What you need to do
Please take the records that follow and repeat exactly the lines starting with the line with "x=353, y=97" and going on through the line with "the white painted".

Dataset items:
>>>
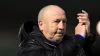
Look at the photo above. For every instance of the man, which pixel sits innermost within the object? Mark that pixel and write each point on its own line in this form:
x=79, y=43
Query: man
x=48, y=38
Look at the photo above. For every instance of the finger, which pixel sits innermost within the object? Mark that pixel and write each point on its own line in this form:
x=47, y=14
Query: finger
x=84, y=11
x=83, y=18
x=81, y=14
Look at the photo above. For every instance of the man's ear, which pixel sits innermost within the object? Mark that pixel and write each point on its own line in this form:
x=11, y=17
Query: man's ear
x=40, y=24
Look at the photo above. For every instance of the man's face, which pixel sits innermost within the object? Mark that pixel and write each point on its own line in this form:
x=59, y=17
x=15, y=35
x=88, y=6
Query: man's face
x=55, y=26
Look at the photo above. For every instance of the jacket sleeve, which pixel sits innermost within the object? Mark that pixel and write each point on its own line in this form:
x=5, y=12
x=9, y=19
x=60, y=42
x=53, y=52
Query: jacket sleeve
x=33, y=50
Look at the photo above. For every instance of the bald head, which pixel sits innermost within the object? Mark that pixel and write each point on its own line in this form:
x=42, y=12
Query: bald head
x=52, y=22
x=50, y=9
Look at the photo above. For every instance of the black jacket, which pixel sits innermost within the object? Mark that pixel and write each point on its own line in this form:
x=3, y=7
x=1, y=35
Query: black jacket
x=33, y=43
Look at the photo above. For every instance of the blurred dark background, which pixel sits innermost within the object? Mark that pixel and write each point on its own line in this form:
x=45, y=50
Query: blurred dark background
x=14, y=12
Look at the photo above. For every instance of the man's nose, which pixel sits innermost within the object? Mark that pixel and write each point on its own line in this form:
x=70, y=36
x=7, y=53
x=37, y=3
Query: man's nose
x=61, y=25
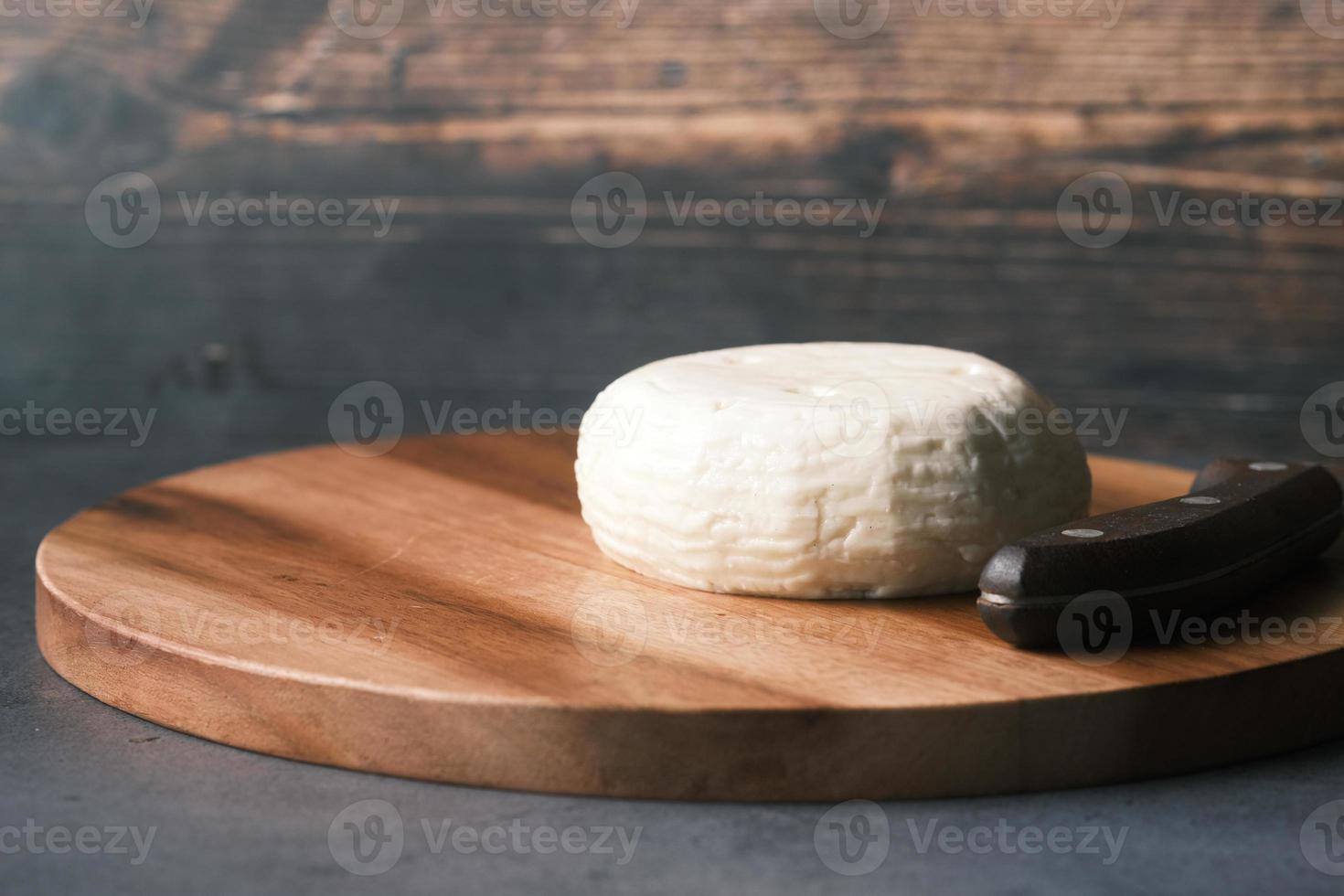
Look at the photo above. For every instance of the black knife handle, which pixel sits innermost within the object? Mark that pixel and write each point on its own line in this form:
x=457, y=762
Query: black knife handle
x=1244, y=526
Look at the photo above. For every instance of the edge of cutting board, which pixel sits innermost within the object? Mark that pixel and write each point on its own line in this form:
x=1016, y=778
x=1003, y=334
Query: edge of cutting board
x=489, y=680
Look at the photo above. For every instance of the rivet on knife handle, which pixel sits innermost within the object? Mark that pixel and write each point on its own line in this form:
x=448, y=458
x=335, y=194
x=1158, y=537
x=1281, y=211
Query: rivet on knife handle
x=1244, y=526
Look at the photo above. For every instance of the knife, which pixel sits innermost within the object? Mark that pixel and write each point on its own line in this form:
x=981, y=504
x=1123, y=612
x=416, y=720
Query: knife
x=1243, y=526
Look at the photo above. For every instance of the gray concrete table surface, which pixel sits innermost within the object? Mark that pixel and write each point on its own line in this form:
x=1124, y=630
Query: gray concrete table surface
x=168, y=813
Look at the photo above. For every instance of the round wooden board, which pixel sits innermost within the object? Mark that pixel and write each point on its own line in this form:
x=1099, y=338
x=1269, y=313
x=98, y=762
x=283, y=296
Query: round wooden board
x=440, y=612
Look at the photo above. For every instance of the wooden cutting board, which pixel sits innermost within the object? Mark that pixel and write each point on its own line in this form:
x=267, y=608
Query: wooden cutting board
x=440, y=612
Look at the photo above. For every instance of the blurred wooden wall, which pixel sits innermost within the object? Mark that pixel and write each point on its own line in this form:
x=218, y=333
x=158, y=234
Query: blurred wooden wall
x=485, y=126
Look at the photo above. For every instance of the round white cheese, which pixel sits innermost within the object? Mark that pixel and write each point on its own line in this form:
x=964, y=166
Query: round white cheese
x=824, y=469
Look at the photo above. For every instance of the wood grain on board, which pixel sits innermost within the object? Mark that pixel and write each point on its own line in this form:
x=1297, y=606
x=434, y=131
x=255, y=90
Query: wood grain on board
x=440, y=612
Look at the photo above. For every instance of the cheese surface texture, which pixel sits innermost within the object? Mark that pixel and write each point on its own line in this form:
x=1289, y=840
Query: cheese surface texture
x=824, y=469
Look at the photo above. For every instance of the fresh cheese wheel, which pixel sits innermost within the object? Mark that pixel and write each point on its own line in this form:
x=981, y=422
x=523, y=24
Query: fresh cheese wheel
x=824, y=469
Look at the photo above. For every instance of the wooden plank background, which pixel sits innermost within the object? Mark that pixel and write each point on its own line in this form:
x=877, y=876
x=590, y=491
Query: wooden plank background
x=485, y=128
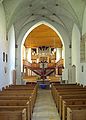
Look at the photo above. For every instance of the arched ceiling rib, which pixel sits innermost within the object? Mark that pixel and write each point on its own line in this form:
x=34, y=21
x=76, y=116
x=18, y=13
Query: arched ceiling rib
x=63, y=12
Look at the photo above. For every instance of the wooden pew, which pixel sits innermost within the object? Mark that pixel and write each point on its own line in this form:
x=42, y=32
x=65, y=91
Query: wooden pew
x=67, y=90
x=76, y=112
x=71, y=102
x=13, y=115
x=18, y=103
x=63, y=97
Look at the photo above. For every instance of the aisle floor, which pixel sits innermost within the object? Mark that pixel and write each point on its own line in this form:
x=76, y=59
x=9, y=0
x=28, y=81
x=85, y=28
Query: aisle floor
x=45, y=108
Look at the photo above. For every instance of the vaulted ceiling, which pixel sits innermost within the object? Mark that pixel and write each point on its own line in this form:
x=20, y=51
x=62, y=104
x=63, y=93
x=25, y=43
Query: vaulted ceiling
x=62, y=12
x=43, y=36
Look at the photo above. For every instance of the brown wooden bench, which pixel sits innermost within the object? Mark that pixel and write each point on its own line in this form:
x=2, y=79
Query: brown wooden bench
x=63, y=97
x=13, y=115
x=18, y=103
x=77, y=112
x=71, y=102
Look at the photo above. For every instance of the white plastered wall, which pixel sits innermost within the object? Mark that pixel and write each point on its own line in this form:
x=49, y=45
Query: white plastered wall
x=3, y=48
x=56, y=28
x=11, y=51
x=83, y=74
x=76, y=51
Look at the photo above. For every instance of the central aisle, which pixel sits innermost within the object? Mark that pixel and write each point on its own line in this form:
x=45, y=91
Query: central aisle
x=45, y=108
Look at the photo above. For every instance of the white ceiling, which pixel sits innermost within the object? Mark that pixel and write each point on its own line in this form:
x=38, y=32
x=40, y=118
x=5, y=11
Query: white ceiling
x=63, y=12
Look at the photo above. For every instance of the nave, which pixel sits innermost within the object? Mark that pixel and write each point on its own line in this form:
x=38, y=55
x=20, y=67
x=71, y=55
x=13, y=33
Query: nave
x=45, y=108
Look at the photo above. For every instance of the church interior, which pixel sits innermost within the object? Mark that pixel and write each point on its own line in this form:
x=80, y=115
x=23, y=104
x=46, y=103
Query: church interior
x=42, y=59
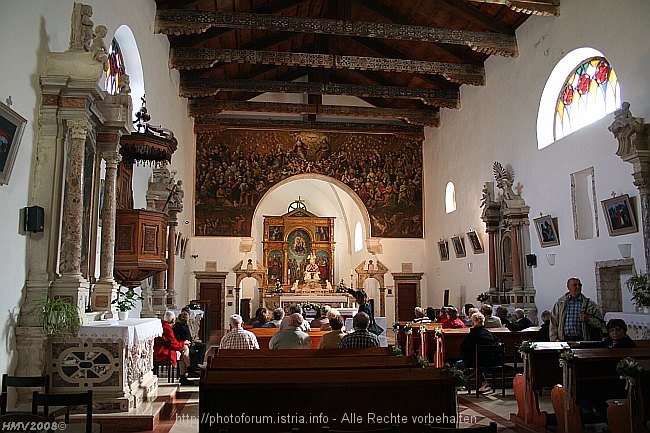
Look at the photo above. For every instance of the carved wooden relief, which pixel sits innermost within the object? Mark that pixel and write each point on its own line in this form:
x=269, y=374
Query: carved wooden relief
x=234, y=168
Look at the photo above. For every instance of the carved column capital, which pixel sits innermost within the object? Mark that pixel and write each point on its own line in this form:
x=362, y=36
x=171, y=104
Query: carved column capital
x=79, y=128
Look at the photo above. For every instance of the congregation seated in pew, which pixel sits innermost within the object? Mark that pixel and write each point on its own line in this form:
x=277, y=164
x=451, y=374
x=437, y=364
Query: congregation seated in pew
x=291, y=336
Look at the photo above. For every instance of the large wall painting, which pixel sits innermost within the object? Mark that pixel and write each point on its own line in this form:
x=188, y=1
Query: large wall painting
x=234, y=168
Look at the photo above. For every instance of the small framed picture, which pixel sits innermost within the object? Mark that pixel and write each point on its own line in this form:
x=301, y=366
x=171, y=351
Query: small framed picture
x=619, y=215
x=459, y=245
x=546, y=231
x=11, y=130
x=475, y=242
x=443, y=248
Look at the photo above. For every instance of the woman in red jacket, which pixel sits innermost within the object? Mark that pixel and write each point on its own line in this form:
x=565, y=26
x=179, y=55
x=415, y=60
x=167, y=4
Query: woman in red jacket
x=166, y=346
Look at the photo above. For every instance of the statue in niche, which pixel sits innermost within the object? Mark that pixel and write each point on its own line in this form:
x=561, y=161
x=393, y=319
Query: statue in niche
x=98, y=48
x=505, y=178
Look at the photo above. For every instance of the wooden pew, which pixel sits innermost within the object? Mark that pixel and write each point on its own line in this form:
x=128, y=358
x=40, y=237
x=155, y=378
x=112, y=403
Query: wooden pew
x=343, y=391
x=292, y=353
x=541, y=369
x=590, y=375
x=264, y=336
x=452, y=339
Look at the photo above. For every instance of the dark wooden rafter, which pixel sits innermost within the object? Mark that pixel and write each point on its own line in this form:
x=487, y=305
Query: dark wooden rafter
x=222, y=123
x=192, y=88
x=532, y=7
x=196, y=58
x=212, y=108
x=178, y=22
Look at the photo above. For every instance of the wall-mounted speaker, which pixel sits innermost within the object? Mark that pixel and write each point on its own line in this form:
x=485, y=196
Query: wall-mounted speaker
x=34, y=219
x=531, y=260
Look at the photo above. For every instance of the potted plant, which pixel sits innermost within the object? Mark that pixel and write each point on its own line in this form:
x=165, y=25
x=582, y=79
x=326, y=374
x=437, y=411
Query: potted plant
x=58, y=317
x=125, y=302
x=638, y=286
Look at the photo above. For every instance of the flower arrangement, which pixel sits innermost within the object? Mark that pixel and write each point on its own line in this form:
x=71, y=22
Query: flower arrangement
x=310, y=306
x=566, y=357
x=628, y=368
x=638, y=286
x=277, y=288
x=126, y=301
x=526, y=346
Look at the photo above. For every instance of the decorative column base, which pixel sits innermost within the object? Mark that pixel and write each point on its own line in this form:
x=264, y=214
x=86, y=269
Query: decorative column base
x=74, y=287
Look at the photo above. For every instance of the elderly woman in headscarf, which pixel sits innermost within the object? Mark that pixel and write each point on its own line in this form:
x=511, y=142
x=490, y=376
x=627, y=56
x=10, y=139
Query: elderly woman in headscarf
x=291, y=337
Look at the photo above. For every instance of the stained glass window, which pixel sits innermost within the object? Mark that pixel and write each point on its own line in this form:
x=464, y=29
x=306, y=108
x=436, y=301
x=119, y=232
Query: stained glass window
x=589, y=93
x=115, y=68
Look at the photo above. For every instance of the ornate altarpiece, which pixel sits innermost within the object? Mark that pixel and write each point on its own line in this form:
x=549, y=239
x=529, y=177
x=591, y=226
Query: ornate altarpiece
x=508, y=227
x=290, y=241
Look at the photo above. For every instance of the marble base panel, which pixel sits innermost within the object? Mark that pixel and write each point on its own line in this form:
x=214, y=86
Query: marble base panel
x=121, y=377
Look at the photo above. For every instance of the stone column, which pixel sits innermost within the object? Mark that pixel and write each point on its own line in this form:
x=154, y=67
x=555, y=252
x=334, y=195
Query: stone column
x=237, y=306
x=72, y=284
x=106, y=287
x=516, y=269
x=633, y=135
x=171, y=260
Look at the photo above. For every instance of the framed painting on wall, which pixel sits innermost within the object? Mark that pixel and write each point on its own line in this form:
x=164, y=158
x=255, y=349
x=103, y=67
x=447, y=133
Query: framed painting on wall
x=443, y=248
x=619, y=215
x=475, y=242
x=11, y=130
x=546, y=231
x=459, y=246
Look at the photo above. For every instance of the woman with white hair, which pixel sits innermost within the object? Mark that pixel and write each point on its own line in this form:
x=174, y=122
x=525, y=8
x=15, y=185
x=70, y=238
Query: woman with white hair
x=166, y=346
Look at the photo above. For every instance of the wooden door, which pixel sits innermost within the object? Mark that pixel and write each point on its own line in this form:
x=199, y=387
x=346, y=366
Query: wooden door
x=406, y=297
x=212, y=292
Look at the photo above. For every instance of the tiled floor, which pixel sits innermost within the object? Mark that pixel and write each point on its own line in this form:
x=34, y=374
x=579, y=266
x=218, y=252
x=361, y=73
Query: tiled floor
x=472, y=411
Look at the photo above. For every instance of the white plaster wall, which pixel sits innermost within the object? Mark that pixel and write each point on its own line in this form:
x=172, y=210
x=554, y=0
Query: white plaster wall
x=28, y=30
x=498, y=123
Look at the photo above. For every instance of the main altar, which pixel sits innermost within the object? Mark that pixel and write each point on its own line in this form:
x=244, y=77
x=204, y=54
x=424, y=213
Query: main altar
x=299, y=251
x=112, y=358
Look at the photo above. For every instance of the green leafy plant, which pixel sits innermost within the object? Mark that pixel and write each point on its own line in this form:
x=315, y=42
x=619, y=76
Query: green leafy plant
x=638, y=286
x=526, y=346
x=126, y=301
x=58, y=317
x=422, y=361
x=310, y=306
x=277, y=288
x=457, y=375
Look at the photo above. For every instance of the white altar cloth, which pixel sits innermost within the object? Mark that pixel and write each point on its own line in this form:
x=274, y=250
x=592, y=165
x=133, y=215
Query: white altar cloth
x=131, y=331
x=638, y=324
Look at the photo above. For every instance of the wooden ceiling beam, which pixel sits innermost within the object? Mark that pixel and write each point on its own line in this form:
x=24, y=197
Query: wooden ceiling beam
x=204, y=124
x=201, y=87
x=546, y=8
x=212, y=108
x=474, y=15
x=197, y=58
x=178, y=21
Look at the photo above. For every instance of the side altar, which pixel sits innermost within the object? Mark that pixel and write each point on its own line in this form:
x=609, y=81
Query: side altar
x=299, y=250
x=114, y=359
x=285, y=300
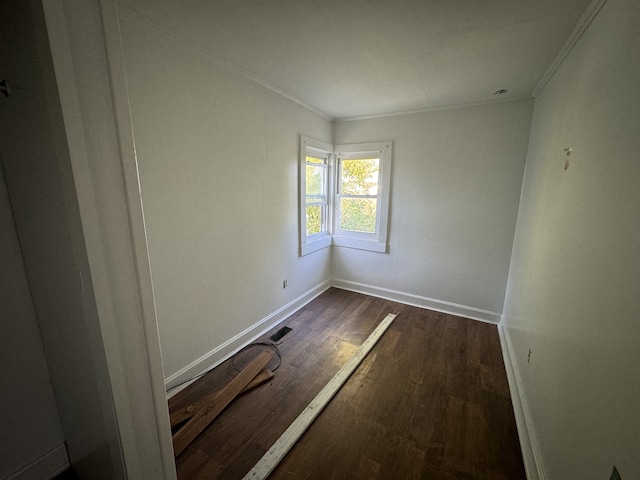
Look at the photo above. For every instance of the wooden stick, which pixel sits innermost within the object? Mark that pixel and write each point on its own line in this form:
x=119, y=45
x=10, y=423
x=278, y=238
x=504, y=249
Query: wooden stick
x=212, y=409
x=179, y=415
x=281, y=447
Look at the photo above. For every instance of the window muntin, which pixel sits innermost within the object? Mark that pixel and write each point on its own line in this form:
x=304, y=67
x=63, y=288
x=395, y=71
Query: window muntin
x=358, y=195
x=316, y=194
x=344, y=195
x=315, y=213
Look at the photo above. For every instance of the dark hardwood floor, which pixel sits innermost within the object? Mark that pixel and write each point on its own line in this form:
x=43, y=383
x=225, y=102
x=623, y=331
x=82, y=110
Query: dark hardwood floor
x=430, y=401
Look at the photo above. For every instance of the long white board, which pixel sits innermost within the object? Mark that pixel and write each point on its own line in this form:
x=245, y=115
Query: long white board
x=281, y=447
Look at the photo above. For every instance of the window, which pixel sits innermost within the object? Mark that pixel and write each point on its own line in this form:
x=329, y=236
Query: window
x=315, y=167
x=362, y=196
x=344, y=195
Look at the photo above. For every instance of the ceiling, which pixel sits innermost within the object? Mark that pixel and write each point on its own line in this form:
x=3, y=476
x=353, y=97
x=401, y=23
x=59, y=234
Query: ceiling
x=354, y=58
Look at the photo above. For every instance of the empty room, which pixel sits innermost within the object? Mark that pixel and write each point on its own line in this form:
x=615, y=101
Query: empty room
x=440, y=201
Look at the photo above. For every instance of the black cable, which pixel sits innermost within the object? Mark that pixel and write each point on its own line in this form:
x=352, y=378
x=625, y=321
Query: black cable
x=256, y=344
x=266, y=344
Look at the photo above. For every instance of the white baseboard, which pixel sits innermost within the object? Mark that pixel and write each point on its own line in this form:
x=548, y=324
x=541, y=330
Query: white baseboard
x=528, y=441
x=45, y=467
x=418, y=301
x=231, y=346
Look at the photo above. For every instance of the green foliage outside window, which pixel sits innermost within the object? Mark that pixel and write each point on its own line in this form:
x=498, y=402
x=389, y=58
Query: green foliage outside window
x=359, y=177
x=315, y=192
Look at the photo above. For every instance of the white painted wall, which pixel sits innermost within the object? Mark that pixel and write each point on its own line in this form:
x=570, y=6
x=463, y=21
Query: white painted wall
x=31, y=436
x=218, y=160
x=72, y=181
x=573, y=295
x=456, y=180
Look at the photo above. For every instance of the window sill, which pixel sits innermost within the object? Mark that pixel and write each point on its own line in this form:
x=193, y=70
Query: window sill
x=315, y=245
x=372, y=245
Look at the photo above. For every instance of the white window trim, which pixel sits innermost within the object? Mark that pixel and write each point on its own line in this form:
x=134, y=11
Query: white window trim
x=373, y=242
x=320, y=240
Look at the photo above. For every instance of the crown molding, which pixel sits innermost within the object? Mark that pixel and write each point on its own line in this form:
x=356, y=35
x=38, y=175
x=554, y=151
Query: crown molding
x=583, y=23
x=433, y=109
x=143, y=20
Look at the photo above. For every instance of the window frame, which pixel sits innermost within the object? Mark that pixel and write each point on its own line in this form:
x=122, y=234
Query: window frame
x=318, y=149
x=376, y=242
x=331, y=234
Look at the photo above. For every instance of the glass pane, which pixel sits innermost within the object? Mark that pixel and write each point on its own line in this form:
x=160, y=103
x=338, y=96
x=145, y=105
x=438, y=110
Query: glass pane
x=316, y=199
x=360, y=176
x=315, y=180
x=358, y=214
x=314, y=219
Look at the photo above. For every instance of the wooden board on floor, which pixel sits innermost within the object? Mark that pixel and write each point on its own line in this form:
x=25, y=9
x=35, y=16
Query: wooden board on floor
x=179, y=415
x=286, y=441
x=183, y=437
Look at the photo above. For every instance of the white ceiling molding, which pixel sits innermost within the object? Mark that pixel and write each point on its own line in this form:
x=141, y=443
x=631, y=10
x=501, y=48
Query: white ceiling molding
x=583, y=23
x=142, y=20
x=435, y=109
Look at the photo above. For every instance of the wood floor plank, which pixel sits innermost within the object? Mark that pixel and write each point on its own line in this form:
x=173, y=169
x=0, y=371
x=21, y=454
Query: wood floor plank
<<<
Result
x=353, y=97
x=401, y=23
x=59, y=234
Query: ceiling
x=354, y=58
Look at the photo above. For every instance of the empty room, which pixel sits innermost within the object? Mark that pixel and write each point on its own line in this form:
x=615, y=101
Query: empty room
x=440, y=201
Look at the photo above. For every instance of the black cable, which pixel sits innermost within the object? Mark that pixel and write each point on its own line in this form:
x=352, y=378
x=625, y=321
Query: black cable
x=256, y=344
x=266, y=344
Look at the photo above. For every instance of the white baseboard, which pixel sits innermost within the object? Mark that pixel and write each point on its own line in this form:
x=548, y=324
x=541, y=330
Query: white baseboard
x=528, y=441
x=45, y=467
x=418, y=301
x=231, y=346
Look at the photo above. For every instance of the green foliage outside window, which pixel sits innermost within the object? Mark that pixel and write each point on its own line in this form:
x=498, y=402
x=389, y=58
Query: green foliage outside window
x=359, y=177
x=315, y=192
Look at the photo above. For every instance of the white painted wall, which pixel sits innermost within the object? Mark that pixel and write each point on its own line in this form:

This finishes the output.